*** Document extract Section Begins ***
Born in Switzerland, Olivier Berggruen grew up in Paris before studying art history at Brown University and the Courtauld Institute of Art. As Associate Curator at the Schirn Kunsthalle Frankfurt, he organized major retrospectives of Henri Matisse, Yves Klein, and Pablo Picasso, and he has lectured at institutions including the Frick Collection, Sciences Po, and the National Gallery in London. In addition to editing several monographs, he is the author of The Writing of Art (Pushkin Press: 2011), and his essays have appeared in The Brooklyn Rail, Artforum, and Print Quarterly. He is an adviser to the Gstaad Menuhin Festival in Switzerland and is a member of the board of Carnegie Hall.

Deborah Borda has redefined what an orchestra can be in the twenty-first century through her creative leadership, commitment to innovation, and progressive vision. She became President and CEO of the New York Philharmonic in September 2017, returning to the Orchestra’s leadership after serving in that role in the 1990s. Upon her return, she and Music Director Jaap van Zweden established a new vision for the Orchestra that included the introduction of two contemporary music series and Project 19, the largest-ever women composers’ commissioning initiative to celebrate the centennial of American women’s suffrage. Ms. Borda has held top posts at the Los Angeles Philharmonic, The Saint Paul Chamber Orchestra, and the Detroit Symphony Orchestra. She currently also serves as Chair of the Avery Fisher Artist Program.
*** Document extract Section Ends ***
Problem set:
1/ In the two biographies, when did Deborah Borda become President and CEO of the New York Philharmonic?
2/ Repeat the part of the two biographies starting at "Deborah Borda has" and ending at "Fisher Artist Program.".
*** Source data Section Begins ***
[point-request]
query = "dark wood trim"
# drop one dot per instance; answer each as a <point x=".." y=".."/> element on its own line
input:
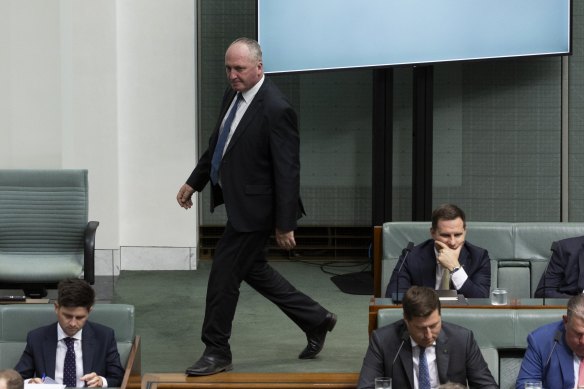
*** Source data Section Ends ***
Exercise responses:
1/ September 2017

2/
Deborah Borda has redefined what an orchestra can be in the twenty-first century through her creative leadership, commitment to innovation, and progressive vision. She became President and CEO of the New York Philharmonic in September 2017, returning to the Orchestra’s leadership after serving in that role in the 1990s. Upon her return, she and Music Director Jaap van Zweden established a new vision for the Orchestra that included the introduction of two contemporary music series and Project 19, the largest-ever women composers’ commissioning initiative to celebrate the centennial of American women’s suffrage. Ms. Borda has held top posts at the Los Angeles Philharmonic, The Saint Paul Chamber Orchestra, and the Detroit Symphony Orchestra. She currently also serves as Chair of the Avery Fisher Artist Program.